#### Reading text:
So it may be longer than expected before the next post. Sorry! So to hold you over, here are a couple of pics of Katie that are stored on Brad's computer.


Katie, about 5 days old, after her first bath at home . . a little dazed. ;-D

Skip to 3 weeks old and a pic of our girl sleeping. ::sigh::
I had just gotten my new camera and we spent some time playing with it!
It took a couple more weeks to get the hang of it but the pics were still great from day one.

And finally two of the professional pics we had taken of Katie as a "newborn."
She was actually 3 weeks old.

Saturday, March 5, 2011

A whole new life

I know, I know . . . long time, no blog. In case you haven't heard, I've kinda had some stuff going on. :-) I hate that I've spent the last 2 months not blogging. Not because I'm one of those folks who just-has-to-post!! (I'm not but you know there are folks like that out there.) I hate it partly because I feel like I've grown close to the blogging community as they journeyed through my pregnancy (and as I've journeyed with them). So I hate that that connection has been temporarily severed. When I got home from the hospital I had 200+ unread posts in my Google Reader and they continued to pile up. It took me forever to get back to reading and it was slow going through them all but eventually I did catch up. And it's made me feel better to be up-to-date on how my peeps in the blogosphere are doing. I missed you folks! And I really want to get back in the game! I want to share all the new, wonderful, crazy, funny, scary things that have happened in my life.

But really, there's more to it than that. As much as I blog to be part of a community, I also blog to document my life for me. I love how my whole pregnancy is documented. How I looked and felt is all written down. All my thoughts and fears and hopes and daydreams. The pregnancy is quickly fading from my memory which is crazy because at the time I felt like it was going so slowly! So now I'm loving having my experience written down somewhere.

#### Data supplied:

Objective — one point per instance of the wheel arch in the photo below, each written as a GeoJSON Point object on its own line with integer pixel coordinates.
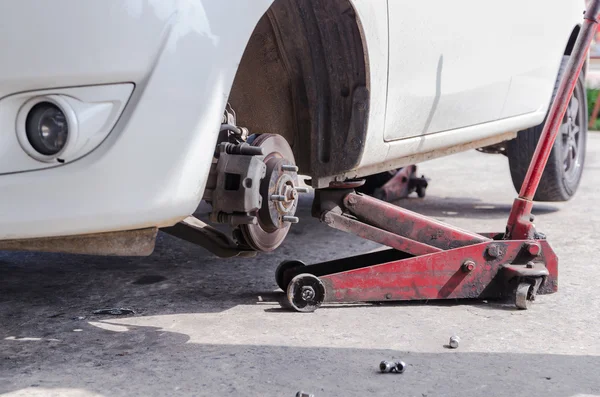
{"type": "Point", "coordinates": [304, 75]}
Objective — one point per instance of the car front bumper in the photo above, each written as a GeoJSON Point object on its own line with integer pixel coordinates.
{"type": "Point", "coordinates": [151, 169]}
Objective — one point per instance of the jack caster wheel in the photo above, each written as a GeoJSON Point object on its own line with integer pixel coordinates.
{"type": "Point", "coordinates": [521, 296]}
{"type": "Point", "coordinates": [305, 293]}
{"type": "Point", "coordinates": [283, 267]}
{"type": "Point", "coordinates": [526, 292]}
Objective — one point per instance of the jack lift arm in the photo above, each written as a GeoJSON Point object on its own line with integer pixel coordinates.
{"type": "Point", "coordinates": [429, 259]}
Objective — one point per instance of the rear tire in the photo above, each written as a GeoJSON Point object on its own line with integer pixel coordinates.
{"type": "Point", "coordinates": [565, 164]}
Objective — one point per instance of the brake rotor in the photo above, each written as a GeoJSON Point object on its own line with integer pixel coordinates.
{"type": "Point", "coordinates": [278, 192]}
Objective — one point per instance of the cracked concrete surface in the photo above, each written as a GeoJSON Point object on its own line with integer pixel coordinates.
{"type": "Point", "coordinates": [202, 330]}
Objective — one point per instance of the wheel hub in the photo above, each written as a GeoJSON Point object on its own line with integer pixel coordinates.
{"type": "Point", "coordinates": [570, 129]}
{"type": "Point", "coordinates": [279, 191]}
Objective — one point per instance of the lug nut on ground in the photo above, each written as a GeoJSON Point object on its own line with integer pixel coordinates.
{"type": "Point", "coordinates": [397, 367]}
{"type": "Point", "coordinates": [454, 342]}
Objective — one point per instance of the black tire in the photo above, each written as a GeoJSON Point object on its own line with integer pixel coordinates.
{"type": "Point", "coordinates": [565, 164]}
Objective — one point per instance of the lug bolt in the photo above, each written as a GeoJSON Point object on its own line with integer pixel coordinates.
{"type": "Point", "coordinates": [534, 249]}
{"type": "Point", "coordinates": [290, 168]}
{"type": "Point", "coordinates": [392, 366]}
{"type": "Point", "coordinates": [454, 341]}
{"type": "Point", "coordinates": [468, 266]}
{"type": "Point", "coordinates": [304, 394]}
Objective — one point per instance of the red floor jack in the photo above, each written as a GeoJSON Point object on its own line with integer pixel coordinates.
{"type": "Point", "coordinates": [430, 259]}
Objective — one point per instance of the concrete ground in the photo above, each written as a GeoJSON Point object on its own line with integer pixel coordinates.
{"type": "Point", "coordinates": [210, 327]}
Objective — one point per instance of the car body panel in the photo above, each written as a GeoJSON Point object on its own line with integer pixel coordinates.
{"type": "Point", "coordinates": [152, 168]}
{"type": "Point", "coordinates": [182, 57]}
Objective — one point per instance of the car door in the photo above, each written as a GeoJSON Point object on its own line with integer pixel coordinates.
{"type": "Point", "coordinates": [447, 64]}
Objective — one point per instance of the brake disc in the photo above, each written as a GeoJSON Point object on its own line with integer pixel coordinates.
{"type": "Point", "coordinates": [279, 192]}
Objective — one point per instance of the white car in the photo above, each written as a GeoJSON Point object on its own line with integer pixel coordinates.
{"type": "Point", "coordinates": [119, 116]}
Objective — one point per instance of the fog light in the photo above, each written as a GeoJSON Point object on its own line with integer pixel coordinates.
{"type": "Point", "coordinates": [47, 128]}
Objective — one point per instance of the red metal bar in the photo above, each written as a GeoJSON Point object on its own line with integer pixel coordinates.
{"type": "Point", "coordinates": [467, 272]}
{"type": "Point", "coordinates": [409, 224]}
{"type": "Point", "coordinates": [372, 233]}
{"type": "Point", "coordinates": [519, 225]}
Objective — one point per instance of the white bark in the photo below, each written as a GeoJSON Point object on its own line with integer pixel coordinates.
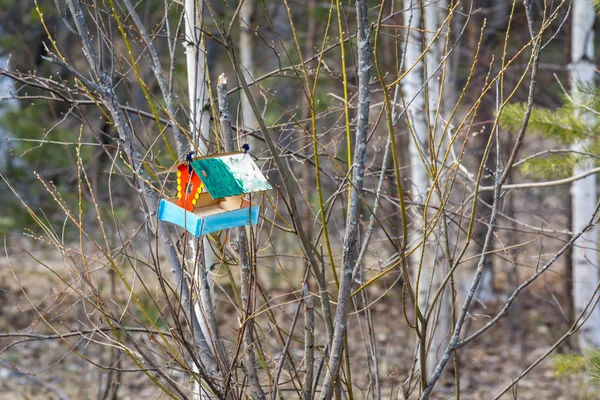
{"type": "Point", "coordinates": [7, 103]}
{"type": "Point", "coordinates": [200, 132]}
{"type": "Point", "coordinates": [583, 191]}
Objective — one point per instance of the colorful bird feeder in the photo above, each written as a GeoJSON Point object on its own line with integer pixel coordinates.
{"type": "Point", "coordinates": [227, 178]}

#### Exercise:
Retype the whole blog text about Katie, word for word. Work only from the blog text about Katie.

#### Solution for this problem:
So it may be longer than expected before the next post. Sorry! So to hold you over, here are a couple of pics of Katie that are stored on Brad's computer.


Katie, about 5 days old, after her first bath at home . . a little dazed. ;-D

Skip to 3 weeks old and a pic of our girl sleeping. ::sigh::
I had just gotten my new camera and we spent some time playing with it!
It took a couple more weeks to get the hang of it but the pics were still great from day one.

And finally two of the professional pics we had taken of Katie as a "newborn."
She was actually 3 weeks old.

Saturday, March 5, 2011

A whole new life

I know, I know . . . long time, no blog. In case you haven't heard, I've kinda had some stuff going on. :-) I hate that I've spent the last 2 months not blogging. Not because I'm one of those folks who just-has-to-post!! (I'm not but you know there are folks like that out there.) I hate it partly because I feel like I've grown close to the blogging community as they journeyed through my pregnancy (and as I've journeyed with them). So I hate that that connection has been temporarily severed. When I got home from the hospital I had 200+ unread posts in my Google Reader and they continued to pile up. It took me forever to get back to reading and it was slow going through them all but eventually I did catch up. And it's made me feel better to be up-to-date on how my peeps in the blogosphere are doing. I missed you folks! And I really want to get back in the game! I want to share all the new, wonderful, crazy, funny, scary things that have happened in my life.

But really, there's more to it than that. As much as I blog to be part of a community, I also blog to document my life for me. I love how my whole pregnancy is documented. How I looked and felt is all written down. All my thoughts and fears and hopes and daydreams. The pregnancy is quickly fading from my memory which is crazy because at the time I felt like it was going so slowly! So now I'm loving having my experience written down somewhere.